Tasks for this exercise
a – Reproduce the passage about the Kansas town at the mouth of the Big Blue word for word, starting at "The limits of" and ending at "cultivate corn, &c.".
b – According to the passage about the Kansas town at the mouth of the Big Blue, which animal skins did the Kansa furnish to the traders?
c – In the passage about the Kansas town at the mouth of the Big Blue, how much did the fur product bring the tribe each year?

Monchousia White Plume

Big Blue River Kansas Indians

Monchousia White Plume
Monchousia White Plume

The Kansas town erected at the mouth of the Big Blue was established after Bourgmont’s visit to the tribes at the mouth of Independence Creek. The exact date can not now be fixed. It was probably about 1780. Lewis and Clark found their abandoned villages on the Missouri and their towns were then on the Kansas. One town was twenty leagues up this river, and the other twice that distance. The entry runs to this effect: “This river (the Kansas) receives its name from a nation which dwells at this time on its banks, and has two villages one about twenty leagues, and the other forty leagues up.” The location of the first village is not now certainly known, but it must have been near the present site of Topeka. There was a Kansas town immediately west of the present North Topeka at different periods after the expedition of Lewis and Clark. The upper village was at the mouth of the Big Blue. It was in Pottawatomie County between the Blue and the Kansas rivers, on a neck of land formed by the parallel courses of the two streams, and about two miles east of Manhattan. This became the sole residence of the Kansa before 1806, for in that year Captains Lewis and Clark, Doctor Sibley and Mr. Dunbar, made an exploration to discover the conditions of the Western Indians. The lower village had been abandoned and the inference is that the inhabitants had moved to the town at the mouth of the Blue. The entry on this subject is “Eighty-leagues up the Kansas River, on the north side.” And the report says they all lived in this one village. They furnished the traders with the skins of deer, beaver, black bear, otter (a few), and raccoon (a few). Also buffalo robes and buffalo tallow. This fur product brought the tribe about five thousand dollars annually in goods sent up from St. Louis. The general remarks on the Kansas made at that time by the explorers Lewis, Clark and others are of interest.

The limits of the country they claim is not known. The country in which they reside, and from thence to the Missouri, is a delightful one, and generally well watered and covered with excellent timber: they hunt on the upper part of Kanzas and Arkanzas rivers: Their trade may be expected to increase with proper management. At present they are a dissolute, lawless banditti; frequently plunder their traders, and commit depredations on persons ascending and descending the Missouri river: population rather increasing. These people, as well as the Great and Little Osages, are stationary, at their villages, from about the 15th of March to the 15th of May, and again from the 15th of August to the 15th of October: the balance of the year is appropriated to hunting. They cultivate corn, &c.

Stored data

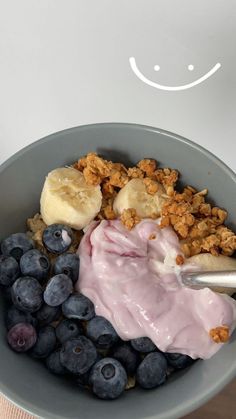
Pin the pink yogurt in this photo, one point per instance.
(134, 283)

The replies
a –
The limits of the country they claim is not known. The country in which they reside, and from thence to the Missouri, is a delightful one, and generally well watered and covered with excellent timber: they hunt on the upper part of Kanzas and Arkanzas rivers: Their trade may be expected to increase with proper management. At present they are a dissolute, lawless banditti; frequently plunder their traders, and commit depredations on persons ascending and descending the Missouri river: population rather increasing. These people, as well as the Great and Little Osages, are stationary, at their villages, from about the 15th of March to the 15th of May, and again from the 15th of August to the 15th of October: the balance of the year is appropriated to hunting. They cultivate corn, &c.

b – Deer, beaver, black bear, otter (a few), and raccoon (a few).

c – About five thousand dollars annually, in goods sent up from St. Louis.